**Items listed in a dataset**
-- Opening Marker --
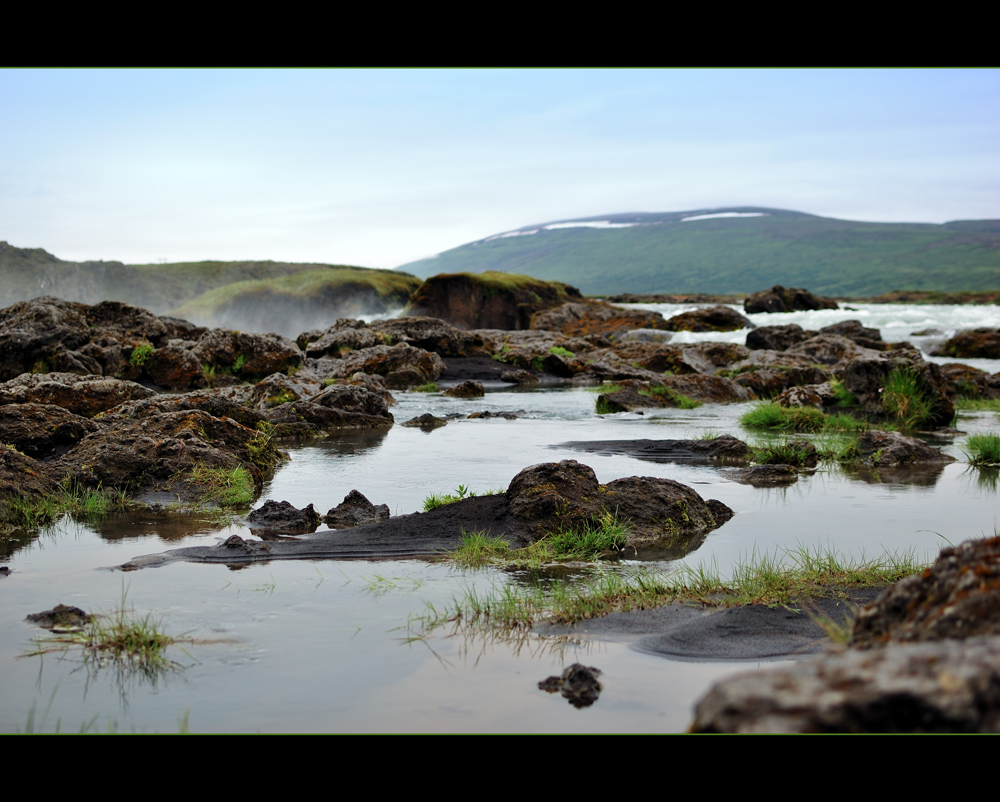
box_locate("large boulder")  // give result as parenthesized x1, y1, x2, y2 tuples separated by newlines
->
(530, 300, 671, 338)
(191, 330, 303, 381)
(841, 430, 956, 468)
(406, 272, 581, 330)
(0, 403, 100, 459)
(370, 317, 497, 357)
(743, 285, 839, 314)
(746, 324, 815, 352)
(840, 352, 954, 429)
(505, 460, 733, 552)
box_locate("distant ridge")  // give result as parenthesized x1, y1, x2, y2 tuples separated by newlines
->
(397, 207, 1000, 297)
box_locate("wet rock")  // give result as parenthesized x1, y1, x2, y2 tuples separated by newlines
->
(538, 663, 603, 708)
(506, 459, 733, 552)
(743, 285, 839, 314)
(0, 373, 155, 417)
(406, 271, 582, 330)
(402, 413, 449, 429)
(145, 343, 207, 390)
(219, 534, 272, 556)
(324, 490, 390, 528)
(678, 342, 751, 375)
(247, 372, 324, 410)
(109, 388, 266, 430)
(26, 604, 92, 630)
(0, 296, 98, 380)
(785, 334, 882, 367)
(329, 343, 444, 389)
(691, 635, 1000, 732)
(733, 464, 799, 486)
(530, 300, 670, 338)
(322, 372, 396, 407)
(745, 324, 815, 352)
(247, 500, 322, 534)
(467, 410, 520, 419)
(818, 320, 888, 351)
(931, 328, 1000, 359)
(852, 536, 1000, 647)
(444, 380, 485, 398)
(843, 430, 955, 468)
(616, 328, 674, 344)
(663, 305, 754, 332)
(659, 374, 753, 404)
(158, 316, 207, 341)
-- Closing Marker --
**WHAT NEEDS TO BE DONE**
When a line in the records holds the string "tuples", copy that line.

**ANSWER SPACE**
box_locate("large boulder")  // give result as parenthesized x1, y1, x2, y2 tuples separated by newlines
box_locate("distant ridge")  // give result as parenthesized x1, y1, x2, y2 tuples separated by newlines
box_locate("wet rock")  // give result as parenthesized x1, y1, x2, y2 tuples separated by newlines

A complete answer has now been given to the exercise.